== EXTRAIT DU DOCUMENT ==
- - -

L’inculpation de cadres français pour avoir soutenu des dictatures africaines révèle l’hypocrisie et le double jeu de Paris.
Par Kit Klarenberg, un journaliste d’investigation qui explore le rôle des services de renseignement dans l’élaboration de la politique et des perceptions. Suivez-le sur Twitter @KitKlarenberg
Les poursuites engagées à l’encontre de grands chefs d’entreprise parisiens pour collaboration avec des gouvernements « ennemis » ont retenu l’attention des médias. Mais le fait qu’il s’agisse d’une pratique courante en France reste obstinément l’éléphant dans la pièce.
Le 22 juin, il a été annoncé que quatre dirigeants d’entreprises françaises avaient été inculpés de « complicité d’actes de torture » pour avoir aidé les autorités nord-africaines à espionner des personnalités de l’opposition qui ont ensuite été détenues et torturées.
Philippe Vannier, ancien directeur de la société de défense Amesys, et Olivier Bohbot, actuel directeur de Nexa Technologies, spécialiste de la sécurité intérieure, figurent parmi les personnes mises en examen. Le premier est accusé d’avoir fourni au gouvernement libyen de Mouammar Kadhafi des solutions d' »inspection approfondie des paquets », qui permettaient aux autorités d’intercepter secrètement des communications Internet privées. Le second aurait vendu le logiciel Cerebro, capable de tracer les messages et les appels en temps réel, au président égyptien Abdel Fattah al-Sisi.

- - -

(Enregistrements issus d'une collecte de données)
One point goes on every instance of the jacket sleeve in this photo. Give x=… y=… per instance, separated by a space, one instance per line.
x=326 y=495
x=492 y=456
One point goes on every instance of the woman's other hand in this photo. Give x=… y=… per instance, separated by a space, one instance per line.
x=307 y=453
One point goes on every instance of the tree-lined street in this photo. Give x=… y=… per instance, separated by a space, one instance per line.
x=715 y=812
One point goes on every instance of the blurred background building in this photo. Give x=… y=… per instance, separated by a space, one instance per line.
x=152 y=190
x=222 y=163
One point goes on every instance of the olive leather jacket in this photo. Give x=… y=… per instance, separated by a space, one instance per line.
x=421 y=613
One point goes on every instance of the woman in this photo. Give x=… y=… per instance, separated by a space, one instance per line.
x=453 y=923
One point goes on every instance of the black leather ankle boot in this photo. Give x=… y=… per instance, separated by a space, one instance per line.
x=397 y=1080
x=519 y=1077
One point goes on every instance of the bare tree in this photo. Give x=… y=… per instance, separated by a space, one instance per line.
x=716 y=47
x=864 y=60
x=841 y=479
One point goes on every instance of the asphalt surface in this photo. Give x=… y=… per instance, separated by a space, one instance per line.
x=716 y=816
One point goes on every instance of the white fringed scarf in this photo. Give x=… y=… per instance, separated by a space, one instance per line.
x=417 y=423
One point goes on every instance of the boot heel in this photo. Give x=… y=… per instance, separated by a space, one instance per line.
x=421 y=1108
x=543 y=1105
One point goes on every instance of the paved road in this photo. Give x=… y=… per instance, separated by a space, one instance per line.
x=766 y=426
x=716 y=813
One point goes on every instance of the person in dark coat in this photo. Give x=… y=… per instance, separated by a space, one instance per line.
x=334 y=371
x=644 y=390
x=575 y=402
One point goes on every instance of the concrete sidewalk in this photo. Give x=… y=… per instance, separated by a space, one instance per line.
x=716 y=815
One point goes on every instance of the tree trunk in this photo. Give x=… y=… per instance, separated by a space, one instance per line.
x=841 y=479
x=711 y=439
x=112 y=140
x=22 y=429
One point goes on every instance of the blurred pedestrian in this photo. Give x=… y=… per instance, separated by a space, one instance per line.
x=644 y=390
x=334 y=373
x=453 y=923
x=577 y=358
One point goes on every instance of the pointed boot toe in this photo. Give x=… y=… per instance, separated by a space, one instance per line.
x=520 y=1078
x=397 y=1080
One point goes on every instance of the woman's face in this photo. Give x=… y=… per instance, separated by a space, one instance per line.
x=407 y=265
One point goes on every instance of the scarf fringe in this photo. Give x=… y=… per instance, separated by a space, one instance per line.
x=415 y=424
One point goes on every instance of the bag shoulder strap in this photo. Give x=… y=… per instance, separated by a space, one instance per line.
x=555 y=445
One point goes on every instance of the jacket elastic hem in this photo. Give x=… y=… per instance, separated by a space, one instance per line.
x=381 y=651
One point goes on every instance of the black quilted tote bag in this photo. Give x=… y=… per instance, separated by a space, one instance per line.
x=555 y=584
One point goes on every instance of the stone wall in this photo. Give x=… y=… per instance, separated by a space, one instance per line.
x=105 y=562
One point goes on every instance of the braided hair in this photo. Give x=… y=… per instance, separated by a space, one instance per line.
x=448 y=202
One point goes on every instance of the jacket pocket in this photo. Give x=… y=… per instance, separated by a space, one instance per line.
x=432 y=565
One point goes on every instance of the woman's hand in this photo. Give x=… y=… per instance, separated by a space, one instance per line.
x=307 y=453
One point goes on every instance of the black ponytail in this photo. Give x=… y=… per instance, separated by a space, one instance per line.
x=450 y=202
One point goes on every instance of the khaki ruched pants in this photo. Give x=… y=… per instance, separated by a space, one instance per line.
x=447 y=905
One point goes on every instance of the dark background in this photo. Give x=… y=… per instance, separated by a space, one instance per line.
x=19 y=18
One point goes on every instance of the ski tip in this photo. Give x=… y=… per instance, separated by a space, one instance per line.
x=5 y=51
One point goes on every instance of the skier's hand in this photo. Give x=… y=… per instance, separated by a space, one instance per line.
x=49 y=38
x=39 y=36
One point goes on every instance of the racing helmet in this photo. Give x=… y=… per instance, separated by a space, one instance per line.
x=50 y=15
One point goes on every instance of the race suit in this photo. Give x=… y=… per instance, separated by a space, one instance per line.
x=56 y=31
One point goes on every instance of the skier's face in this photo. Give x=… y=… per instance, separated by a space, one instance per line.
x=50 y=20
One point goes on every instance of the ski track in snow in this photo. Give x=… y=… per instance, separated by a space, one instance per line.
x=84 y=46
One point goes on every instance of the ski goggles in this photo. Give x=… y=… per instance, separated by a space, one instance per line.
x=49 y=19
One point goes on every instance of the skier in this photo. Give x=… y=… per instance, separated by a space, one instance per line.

- - -

== EXERCICES ==
- a) Recopiez mot pour mot le passage de l'article sur les dirigeants français inculpés, de « Le 22 juin, il » à « Abdel Fattah al-Sisi. ».
- b) Répondez aux questions suivantes à partir de l'article sur les dirigeants français inculpés.
(i) À quelle date a-t-on annoncé l'inculpation des quatre dirigeants ?
(ii) Quelle société de défense Philippe Vannier dirigeait-il auparavant ?
(iii) Quel logiciel Olivier Bohbot aurait-il vendu, et à qui ?
- c) Poursuivez l'article sur les dirigeants français inculpés à partir de sa dernière phrase.
Ce matériau est indépendant de l'article sur les dirigeants français inculpés.

== CORRIGÉ ==
- a)
Le 22 juin, il a été annoncé que quatre dirigeants d’entreprises françaises avaient été inculpés de « complicité d’actes de torture » pour avoir aidé les autorités nord-africaines à espionner des personnalités de l’opposition qui ont ensuite été détenues et torturées.
Philippe Vannier, ancien directeur de la société de défense Amesys, et Olivier Bohbot, actuel directeur de Nexa Technologies, spécialiste de la sécurité intérieure, figurent parmi les personnes mises en examen. Le premier est accusé d’avoir fourni au gouvernement libyen de Mouammar Kadhafi des solutions d' »inspection approfondie des paquets », qui permettaient aux autorités d’intercepter secrètement des communications Internet privées. Le second aurait vendu le logiciel Cerebro, capable de tracer les messages et les appels en temps réel, au président égyptien Abdel Fattah al-Sisi.

- b)
(i) Le 22 juin.
(ii) Amesys.
(iii) Le logiciel Cerebro, au président égyptien Abdel Fattah al-Sisi.

- c)
Cette affaire a été largement rapportée par les médias, bien que très peu d’entre eux aient mentionné que l’accord entre Amesys et la Libye avait été signé à un moment où les relations entre Paris et Tripoli s’étaient améliorées, avec notamment une rencontre officielle entre Kadhafi et le président de l’époque, Nicolas Sarkozy, en décembre 2007. Depuis, il a été allégué que la campagne électorale de Sarkozy cette année-là a reçu jusqu’à 50 millions d’euros de paiements illicites de l’État libyen, et en mars 2018, il a été inculpé pour des délits de corruption.
À l’inverse, la couverture médiatique n’a absolument pas tenu compte du fait que le soutien aux dictateurs en Afrique est non seulement de rigueur pour la France, mais qu’il s’agit en fait de la politique officielle du pays depuis des décennies.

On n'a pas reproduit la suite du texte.